**Set task A**
Find each line in the records below that contains the string "surface", matching case, and copy those lines.

**Document excerpt**
++++++++++
Dave Tynan’s Album’s of 2016

Posted on December 23, 2016 by This Greedy Pig

Words: Dave Tynan

I wouldn’t read this.

That’s what I’ve been thinking. The internet clanks and heaves and churns out more end of year lists than anyone needs. This is another one. In defence of them, I know I’ll get tip offs from digging through them myself, records I’m only really copping on to in the cold bright of January. That’s their value to me; they’re useful for the year to come more than the year gone.  

Looking back over what you’ve picked years before shows you what you’ve missed and how predictable you are. This is where I start worrying whether I’m only adding to the noise.

Writing for yourself isn’t where it’s at. Writing should be communication. The flipside of that weirdly only makes me feel dumber for doing this. Because I’m sold on the idea that massive albums that are full of ideas and vision are the ones worth celebrating. The challenge must be how to talk to people who don’t think like you. Certainly I’m throwing no surprises at the good burghers who read This Greedy Pig, purveyors all of fine taste, more esoteric records and interesting runners.

I’m also finding myself in the weird and deadly position where I’ve been lucky enough to work with heads that made my absolute favourite Irish albums of the year (Mmoths and Rusangano). I’m happily compromised.

So I might give it a rest next year. In the meantime, here’s my five records.

1. Beyoncé - Lemonade

She doesn’t have to do this. I’ve been reading about Michael Jordan. She’s Jordan to pop music at the moment. She is, like him, relentlessly, the best out there. Or Serena’s the better comparison, who’s here too. Hubby looks irrelevant compared to this. She reduced him. Her own older work feels like a warm up to this. An album half this good might have been lauded just as much.

The fire, the lungs, the sex. The venom threat of her.
++++++++++
**Exercise materials**

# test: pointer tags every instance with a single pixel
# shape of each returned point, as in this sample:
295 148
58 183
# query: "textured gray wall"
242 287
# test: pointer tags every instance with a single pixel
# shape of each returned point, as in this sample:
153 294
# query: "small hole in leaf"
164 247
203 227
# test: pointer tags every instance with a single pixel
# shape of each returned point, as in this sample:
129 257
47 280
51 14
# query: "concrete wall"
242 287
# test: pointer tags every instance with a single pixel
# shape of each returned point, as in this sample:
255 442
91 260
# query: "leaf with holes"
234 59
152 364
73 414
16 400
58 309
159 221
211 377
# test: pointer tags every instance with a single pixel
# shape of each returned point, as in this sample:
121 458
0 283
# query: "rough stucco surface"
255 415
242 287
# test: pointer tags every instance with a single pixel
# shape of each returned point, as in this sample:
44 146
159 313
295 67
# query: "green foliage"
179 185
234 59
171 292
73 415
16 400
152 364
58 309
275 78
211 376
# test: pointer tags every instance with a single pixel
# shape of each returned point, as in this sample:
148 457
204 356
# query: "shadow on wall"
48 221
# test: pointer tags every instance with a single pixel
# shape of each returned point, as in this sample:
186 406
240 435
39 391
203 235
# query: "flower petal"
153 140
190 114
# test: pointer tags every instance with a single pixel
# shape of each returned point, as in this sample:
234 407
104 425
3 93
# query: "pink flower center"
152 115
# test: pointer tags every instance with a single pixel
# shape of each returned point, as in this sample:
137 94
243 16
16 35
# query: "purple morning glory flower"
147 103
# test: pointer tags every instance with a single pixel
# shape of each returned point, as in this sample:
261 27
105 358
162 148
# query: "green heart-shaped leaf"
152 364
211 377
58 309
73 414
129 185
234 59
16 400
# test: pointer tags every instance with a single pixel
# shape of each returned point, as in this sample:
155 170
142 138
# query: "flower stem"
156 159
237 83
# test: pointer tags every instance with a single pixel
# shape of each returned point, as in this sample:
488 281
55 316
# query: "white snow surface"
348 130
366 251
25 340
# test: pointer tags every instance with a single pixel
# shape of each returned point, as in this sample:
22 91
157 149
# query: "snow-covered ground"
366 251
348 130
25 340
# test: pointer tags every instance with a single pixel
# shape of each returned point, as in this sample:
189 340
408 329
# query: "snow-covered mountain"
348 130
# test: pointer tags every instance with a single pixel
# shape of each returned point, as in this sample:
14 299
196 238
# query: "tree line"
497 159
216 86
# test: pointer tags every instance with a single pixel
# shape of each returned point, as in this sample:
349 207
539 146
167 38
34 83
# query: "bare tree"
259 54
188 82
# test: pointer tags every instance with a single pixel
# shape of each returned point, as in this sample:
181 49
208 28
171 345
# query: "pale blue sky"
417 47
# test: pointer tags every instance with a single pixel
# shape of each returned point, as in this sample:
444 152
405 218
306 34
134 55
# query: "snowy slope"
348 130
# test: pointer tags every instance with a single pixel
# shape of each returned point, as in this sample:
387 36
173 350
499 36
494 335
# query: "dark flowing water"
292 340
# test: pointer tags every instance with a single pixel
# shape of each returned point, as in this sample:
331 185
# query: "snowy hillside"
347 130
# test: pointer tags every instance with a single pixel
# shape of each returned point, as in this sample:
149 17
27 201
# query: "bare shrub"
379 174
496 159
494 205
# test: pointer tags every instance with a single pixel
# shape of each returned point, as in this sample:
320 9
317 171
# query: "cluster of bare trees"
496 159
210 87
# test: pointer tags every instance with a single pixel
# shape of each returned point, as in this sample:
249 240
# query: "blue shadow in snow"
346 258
++++++++++
**Set task B**
Reproduce the 2016 albums post above in full, word for word.

**Correct result A**
# query: "rough stucco surface"
# query: "white snow surface"

**Correct result B**
Dave Tynan’s Album’s of 2016

Posted on December 23, 2016 by This Greedy Pig

Words: Dave Tynan

I wouldn’t read this.

That’s what I’ve been thinking. The internet clanks and heaves and churns out more end of year lists than anyone needs. This is another one. In defence of them, I know I’ll get tip offs from digging through them myself, records I’m only really copping on to in the cold bright of January. That’s their value to me; they’re useful for the year to come more than the year gone.  

Looking back over what you’ve picked years before shows you what you’ve missed and how predictable you are. This is where I start worrying whether I’m only adding to the noise.

Writing for yourself isn’t where it’s at. Writing should be communication. The flipside of that weirdly only makes me feel dumber for doing this. Because I’m sold on the idea that massive albums that are full of ideas and vision are the ones worth celebrating. The challenge must be how to talk to people who don’t think like you. Certainly I’m throwing no surprises at the good burghers who read This Greedy Pig, purveyors all of fine taste, more esoteric records and interesting runners.

I’m also finding myself in the weird and deadly position where I’ve been lucky enough to work with heads that made my absolute favourite Irish albums of the year (Mmoths and Rusangano). I’m happily compromised.

So I might give it a rest next year. In the meantime, here’s my five records.

1. Beyoncé - Lemonade

She doesn’t have to do this. I’ve been reading about Michael Jordan. She’s Jordan to pop music at the moment. She is, like him, relentlessly, the best out there. Or Serena’s the better comparison, who’s here too. Hubby looks irrelevant compared to this. She reduced him. Her own older work feels like a warm up to this. An album half this good might have been lauded just as much.

The fire, the lungs, the sex. The venom threat of her.